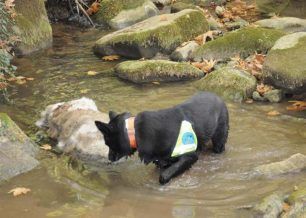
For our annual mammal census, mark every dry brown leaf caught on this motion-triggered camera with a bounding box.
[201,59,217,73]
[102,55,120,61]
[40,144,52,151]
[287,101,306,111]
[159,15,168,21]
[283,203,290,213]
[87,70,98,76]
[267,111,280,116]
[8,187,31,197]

--

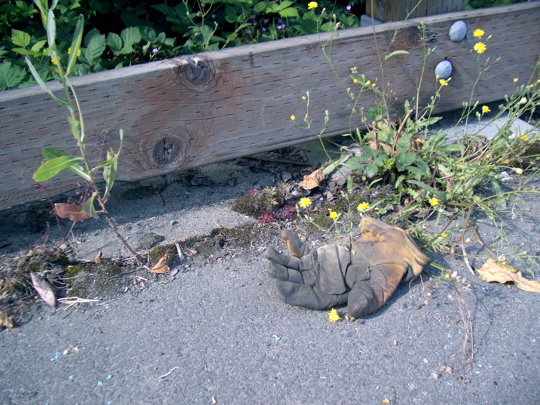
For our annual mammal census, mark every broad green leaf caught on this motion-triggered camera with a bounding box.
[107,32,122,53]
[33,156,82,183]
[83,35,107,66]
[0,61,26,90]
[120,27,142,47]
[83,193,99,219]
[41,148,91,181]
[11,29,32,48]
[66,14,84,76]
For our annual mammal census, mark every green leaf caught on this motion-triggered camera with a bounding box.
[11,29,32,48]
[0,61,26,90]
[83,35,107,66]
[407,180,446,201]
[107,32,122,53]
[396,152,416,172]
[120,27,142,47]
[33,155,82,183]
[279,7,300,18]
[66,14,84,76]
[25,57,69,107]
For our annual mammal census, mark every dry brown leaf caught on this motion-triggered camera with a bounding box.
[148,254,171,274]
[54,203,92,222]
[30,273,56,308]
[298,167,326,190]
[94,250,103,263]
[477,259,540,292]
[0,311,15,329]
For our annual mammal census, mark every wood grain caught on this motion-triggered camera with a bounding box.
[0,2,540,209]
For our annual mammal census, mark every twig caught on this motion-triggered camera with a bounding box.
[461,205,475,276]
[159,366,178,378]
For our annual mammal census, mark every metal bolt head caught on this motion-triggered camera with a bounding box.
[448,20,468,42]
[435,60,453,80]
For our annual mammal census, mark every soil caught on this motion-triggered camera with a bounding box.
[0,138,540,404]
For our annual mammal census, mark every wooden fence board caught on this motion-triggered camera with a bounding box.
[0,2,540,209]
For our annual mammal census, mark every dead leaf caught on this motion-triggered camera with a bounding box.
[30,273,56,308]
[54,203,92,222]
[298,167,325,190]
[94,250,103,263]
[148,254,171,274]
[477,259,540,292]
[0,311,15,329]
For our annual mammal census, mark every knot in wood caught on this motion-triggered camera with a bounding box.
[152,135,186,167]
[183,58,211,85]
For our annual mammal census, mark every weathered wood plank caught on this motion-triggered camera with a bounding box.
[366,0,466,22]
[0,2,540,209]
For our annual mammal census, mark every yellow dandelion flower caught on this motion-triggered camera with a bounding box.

→ WHAT YOU NEED TO DO:
Copy out every line of the items above that contains the string "green". Treat the match as case-sensitive.

→ RESPONSE:
For our annual mammal census, mark every broad green leaf caught on this motion-triggered camera with a bounding box.
For our annual mammal census, mark every green leaf caught on this motion-triggered camera with a bounding box.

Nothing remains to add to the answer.